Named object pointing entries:
**********

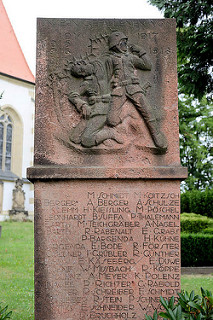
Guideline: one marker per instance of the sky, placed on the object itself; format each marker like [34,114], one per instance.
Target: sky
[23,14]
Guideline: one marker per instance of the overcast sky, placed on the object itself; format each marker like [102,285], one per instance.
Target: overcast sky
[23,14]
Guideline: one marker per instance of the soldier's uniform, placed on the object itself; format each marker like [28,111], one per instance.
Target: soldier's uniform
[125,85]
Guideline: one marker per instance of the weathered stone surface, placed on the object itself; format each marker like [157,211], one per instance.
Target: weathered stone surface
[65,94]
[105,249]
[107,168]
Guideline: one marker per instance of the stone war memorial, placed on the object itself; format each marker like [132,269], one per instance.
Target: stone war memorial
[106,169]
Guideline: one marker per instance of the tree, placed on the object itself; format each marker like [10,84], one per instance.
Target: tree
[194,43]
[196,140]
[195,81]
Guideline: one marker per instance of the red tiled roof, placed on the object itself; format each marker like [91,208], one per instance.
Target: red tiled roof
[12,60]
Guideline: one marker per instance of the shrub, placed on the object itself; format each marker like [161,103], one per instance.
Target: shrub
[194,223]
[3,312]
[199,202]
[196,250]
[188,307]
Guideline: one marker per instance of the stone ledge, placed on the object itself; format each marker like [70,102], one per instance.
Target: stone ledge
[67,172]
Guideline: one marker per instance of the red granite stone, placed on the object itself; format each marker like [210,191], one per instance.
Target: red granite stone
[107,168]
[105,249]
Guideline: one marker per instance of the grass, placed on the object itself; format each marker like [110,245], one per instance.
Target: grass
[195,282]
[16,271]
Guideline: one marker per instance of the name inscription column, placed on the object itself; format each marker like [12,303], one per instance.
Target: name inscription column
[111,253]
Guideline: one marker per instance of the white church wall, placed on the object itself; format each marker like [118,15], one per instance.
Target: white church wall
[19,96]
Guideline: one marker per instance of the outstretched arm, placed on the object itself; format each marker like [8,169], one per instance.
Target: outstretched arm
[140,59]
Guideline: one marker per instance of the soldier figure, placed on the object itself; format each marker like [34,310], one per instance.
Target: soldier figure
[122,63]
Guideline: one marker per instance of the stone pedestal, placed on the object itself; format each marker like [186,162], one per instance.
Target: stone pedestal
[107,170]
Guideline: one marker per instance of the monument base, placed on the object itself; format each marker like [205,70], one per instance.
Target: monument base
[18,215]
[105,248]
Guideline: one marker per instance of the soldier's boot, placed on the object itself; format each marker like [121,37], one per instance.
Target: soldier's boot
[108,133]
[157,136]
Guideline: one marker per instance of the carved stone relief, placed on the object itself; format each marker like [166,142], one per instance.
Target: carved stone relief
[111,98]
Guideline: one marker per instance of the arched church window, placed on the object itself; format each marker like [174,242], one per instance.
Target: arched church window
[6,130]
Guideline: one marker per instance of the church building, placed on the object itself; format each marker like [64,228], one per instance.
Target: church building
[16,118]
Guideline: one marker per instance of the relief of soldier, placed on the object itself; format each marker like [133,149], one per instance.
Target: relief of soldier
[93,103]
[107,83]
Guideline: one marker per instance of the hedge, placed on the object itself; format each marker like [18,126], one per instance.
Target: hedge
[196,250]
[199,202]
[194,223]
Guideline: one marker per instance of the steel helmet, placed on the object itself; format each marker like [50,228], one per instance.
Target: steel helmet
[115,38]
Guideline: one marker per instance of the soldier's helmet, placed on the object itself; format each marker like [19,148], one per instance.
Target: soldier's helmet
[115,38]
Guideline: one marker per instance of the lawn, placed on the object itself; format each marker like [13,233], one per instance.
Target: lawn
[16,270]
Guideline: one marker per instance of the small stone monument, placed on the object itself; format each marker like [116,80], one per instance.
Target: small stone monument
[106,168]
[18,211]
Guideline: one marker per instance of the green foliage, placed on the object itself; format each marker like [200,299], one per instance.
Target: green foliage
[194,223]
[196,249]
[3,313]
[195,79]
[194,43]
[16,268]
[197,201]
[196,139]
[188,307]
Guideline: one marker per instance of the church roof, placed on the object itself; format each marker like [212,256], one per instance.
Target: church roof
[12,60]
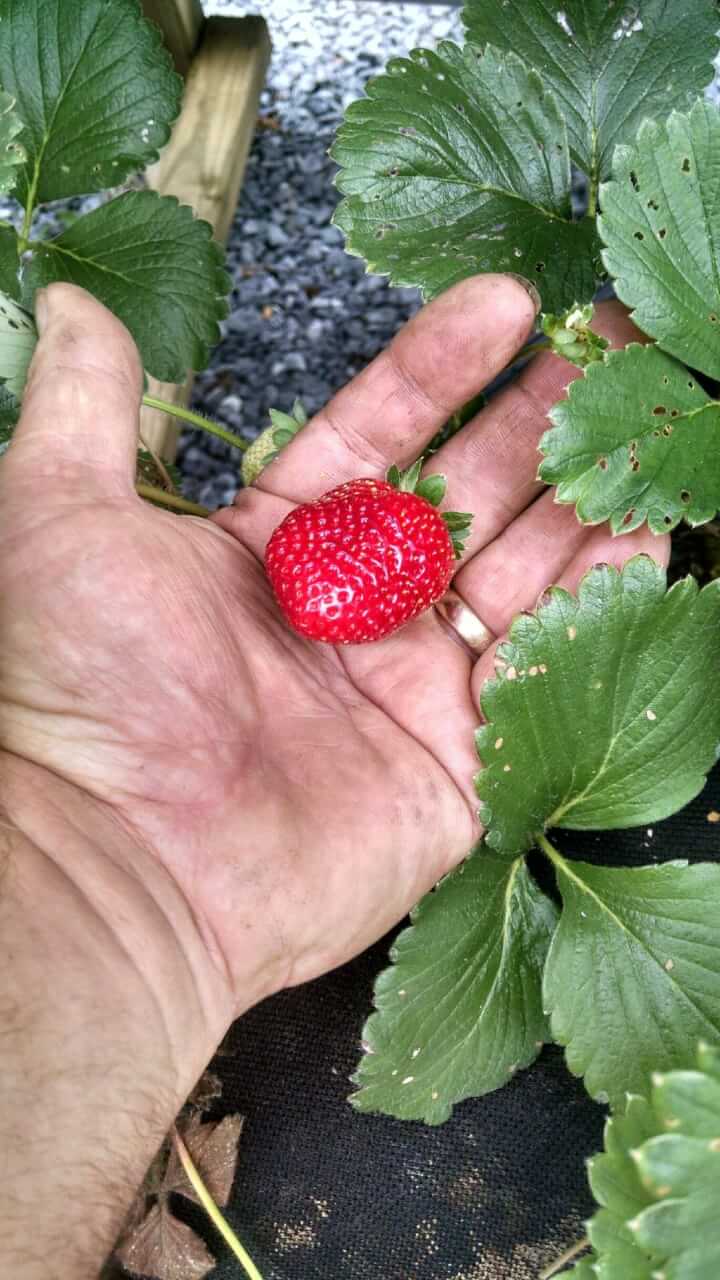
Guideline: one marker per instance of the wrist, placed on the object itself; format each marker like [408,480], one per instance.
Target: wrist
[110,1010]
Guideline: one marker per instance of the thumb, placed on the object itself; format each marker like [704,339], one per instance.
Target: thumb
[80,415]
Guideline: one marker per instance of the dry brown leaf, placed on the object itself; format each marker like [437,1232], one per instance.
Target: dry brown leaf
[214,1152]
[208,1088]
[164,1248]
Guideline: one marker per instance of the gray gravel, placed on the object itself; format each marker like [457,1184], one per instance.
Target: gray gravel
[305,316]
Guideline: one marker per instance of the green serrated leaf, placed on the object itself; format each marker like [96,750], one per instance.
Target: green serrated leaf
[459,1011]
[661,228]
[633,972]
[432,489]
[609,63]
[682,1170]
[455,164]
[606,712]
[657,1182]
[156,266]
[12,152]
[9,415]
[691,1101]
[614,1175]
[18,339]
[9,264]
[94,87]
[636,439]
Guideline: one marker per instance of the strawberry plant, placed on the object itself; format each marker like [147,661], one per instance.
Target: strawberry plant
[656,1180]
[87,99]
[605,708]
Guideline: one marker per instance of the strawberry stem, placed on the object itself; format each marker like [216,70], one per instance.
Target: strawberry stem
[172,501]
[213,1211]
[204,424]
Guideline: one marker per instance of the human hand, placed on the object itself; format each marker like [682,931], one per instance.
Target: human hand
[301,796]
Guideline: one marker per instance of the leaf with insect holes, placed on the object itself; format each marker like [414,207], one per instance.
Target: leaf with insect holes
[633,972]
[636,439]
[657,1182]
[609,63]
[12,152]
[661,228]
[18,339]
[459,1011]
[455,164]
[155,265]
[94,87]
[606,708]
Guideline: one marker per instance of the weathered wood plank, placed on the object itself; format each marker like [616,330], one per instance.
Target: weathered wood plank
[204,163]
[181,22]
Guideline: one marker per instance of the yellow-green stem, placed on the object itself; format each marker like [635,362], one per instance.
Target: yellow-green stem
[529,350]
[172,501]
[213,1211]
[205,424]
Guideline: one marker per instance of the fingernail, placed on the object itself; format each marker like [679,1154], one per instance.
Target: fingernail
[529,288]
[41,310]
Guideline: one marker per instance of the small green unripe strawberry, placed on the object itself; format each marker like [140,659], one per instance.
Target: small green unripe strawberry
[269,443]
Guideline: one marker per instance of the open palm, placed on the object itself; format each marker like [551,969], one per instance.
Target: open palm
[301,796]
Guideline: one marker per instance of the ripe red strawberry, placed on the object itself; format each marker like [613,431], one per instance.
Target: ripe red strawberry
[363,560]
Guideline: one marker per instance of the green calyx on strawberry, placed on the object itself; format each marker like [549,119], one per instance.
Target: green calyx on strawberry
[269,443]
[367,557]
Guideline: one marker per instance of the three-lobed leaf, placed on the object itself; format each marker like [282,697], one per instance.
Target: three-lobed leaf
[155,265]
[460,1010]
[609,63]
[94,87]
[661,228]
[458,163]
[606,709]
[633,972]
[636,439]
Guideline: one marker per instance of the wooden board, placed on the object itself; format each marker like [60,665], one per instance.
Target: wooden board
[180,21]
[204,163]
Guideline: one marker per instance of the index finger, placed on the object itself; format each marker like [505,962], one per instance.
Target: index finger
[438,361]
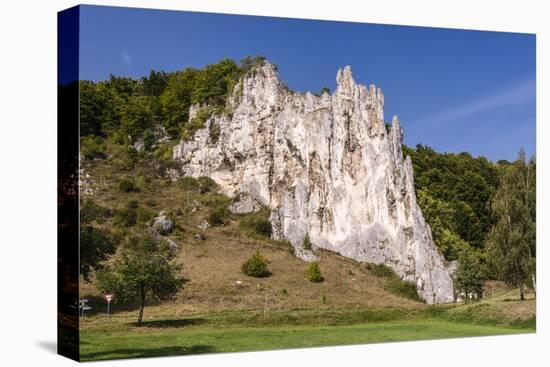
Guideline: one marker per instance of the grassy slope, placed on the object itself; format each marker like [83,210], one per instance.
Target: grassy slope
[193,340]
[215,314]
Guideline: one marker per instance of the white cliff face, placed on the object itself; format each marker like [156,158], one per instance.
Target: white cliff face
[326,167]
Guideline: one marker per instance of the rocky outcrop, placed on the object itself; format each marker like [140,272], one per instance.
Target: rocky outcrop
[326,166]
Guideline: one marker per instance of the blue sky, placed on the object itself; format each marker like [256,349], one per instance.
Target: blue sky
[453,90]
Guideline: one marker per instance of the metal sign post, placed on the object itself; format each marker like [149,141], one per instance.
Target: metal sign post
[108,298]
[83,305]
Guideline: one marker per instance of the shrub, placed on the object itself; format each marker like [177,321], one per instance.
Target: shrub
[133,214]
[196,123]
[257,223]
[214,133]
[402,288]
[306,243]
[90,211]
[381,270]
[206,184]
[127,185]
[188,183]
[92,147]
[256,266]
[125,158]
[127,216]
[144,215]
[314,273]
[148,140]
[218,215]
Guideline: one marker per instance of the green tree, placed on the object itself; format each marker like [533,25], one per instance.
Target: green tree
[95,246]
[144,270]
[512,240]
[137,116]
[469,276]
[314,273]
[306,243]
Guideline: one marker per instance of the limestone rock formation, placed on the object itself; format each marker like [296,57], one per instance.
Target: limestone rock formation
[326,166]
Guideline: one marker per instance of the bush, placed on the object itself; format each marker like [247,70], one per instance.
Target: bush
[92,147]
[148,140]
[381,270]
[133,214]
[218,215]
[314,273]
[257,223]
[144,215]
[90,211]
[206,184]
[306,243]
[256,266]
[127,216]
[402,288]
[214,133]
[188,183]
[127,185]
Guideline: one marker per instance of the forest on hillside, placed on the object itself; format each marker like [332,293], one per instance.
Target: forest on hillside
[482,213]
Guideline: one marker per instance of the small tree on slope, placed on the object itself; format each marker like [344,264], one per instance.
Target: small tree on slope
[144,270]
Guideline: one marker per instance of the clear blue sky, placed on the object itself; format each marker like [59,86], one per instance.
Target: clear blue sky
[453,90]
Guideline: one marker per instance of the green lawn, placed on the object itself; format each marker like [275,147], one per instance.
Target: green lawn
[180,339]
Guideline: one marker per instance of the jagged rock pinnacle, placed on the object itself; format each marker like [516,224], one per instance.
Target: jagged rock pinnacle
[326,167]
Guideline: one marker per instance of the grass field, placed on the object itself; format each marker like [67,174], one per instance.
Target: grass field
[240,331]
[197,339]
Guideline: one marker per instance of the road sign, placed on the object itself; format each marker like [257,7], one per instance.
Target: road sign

**********

_Exercise details_:
Write out the lines above, starting at the line that contains "Guideline: one marker per instance of the small tree" and ending with the final line, and nothing else; copy them exactly.

_Output for this exercise_:
Guideline: one marker per instance of the small tree on slope, placed on the object itself; format each marker like [344,264], one per instance.
Target: small tree on slope
[144,270]
Guideline: one marker per instance of the clear blue sky, placed on the object itself; format each marker like [59,86], one per instance.
Target: clear blue sky
[453,90]
Guideline: one marker per instance of the green lawn, placed on the object itself; format each marker like [275,147], one per instance.
Target: green lawn
[180,339]
Guideline: one marker per instance of the jagged rock pinnacle, placed on the object itself; format each marker like [516,224], one per instance.
Target: jagged rock pinnacle
[326,167]
Guideline: one marker per instance of the grass field, placed on the object itself; format each marker like [67,174], one per instance.
Target: grass field
[240,331]
[197,339]
Guideline: one marker per instance of the road sign, placed on the object itself; format each marker like [257,7], one per instance.
Target: road sign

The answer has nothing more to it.